Stated goal: Rewrite every line of the records below, requests included, but leave out the pictures. Shift each x and y coordinate in the answers by -119.

======== Records supplied ========

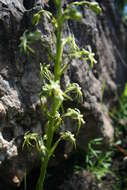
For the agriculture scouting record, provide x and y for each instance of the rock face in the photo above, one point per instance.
(20, 81)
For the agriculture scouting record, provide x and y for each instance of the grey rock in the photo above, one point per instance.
(20, 81)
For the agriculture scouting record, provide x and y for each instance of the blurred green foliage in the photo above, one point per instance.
(121, 4)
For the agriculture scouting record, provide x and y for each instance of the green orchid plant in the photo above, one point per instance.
(51, 87)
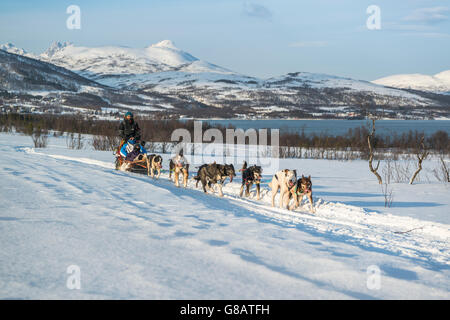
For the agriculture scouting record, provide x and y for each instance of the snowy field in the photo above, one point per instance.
(136, 238)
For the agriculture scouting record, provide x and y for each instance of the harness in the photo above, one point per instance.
(298, 192)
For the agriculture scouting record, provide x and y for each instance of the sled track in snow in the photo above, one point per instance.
(423, 241)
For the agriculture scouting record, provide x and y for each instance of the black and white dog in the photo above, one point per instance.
(251, 175)
(213, 173)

========

Written solution:
For the agriculture scouting record, provide x and y for each instance of the rock face in the photo above, one point per instance.
(-99, -38)
For the agriculture scouting record, provide x and y for each instance of the grey rock in the photo above, one point per instance.
(-99, -38)
For the agriculture scouting record, provide x and y for each instance of the blurred green foliage in the photo above, one point per instance.
(2, -115)
For the agriculture scouting record, provide x and y for each instance of the green orchid plant in the photo above, one point per instance.
(-68, -32)
For the agriculture scouting record, provide x and y for each instance of the snowy field in the photo above, one point per instance.
(17, 119)
For the agriculture scouting record, provide x and y for each instance of the harness in the photo above, one point per instance.
(179, 73)
For the agriculture scouting record, provide x and y for each instance of the sled track in snow in the photo above, one point per instance.
(304, 122)
For the agriculture scouting record, provide x and y for each instance of the black and white dog in the photo above, one point per instance.
(132, 56)
(94, 54)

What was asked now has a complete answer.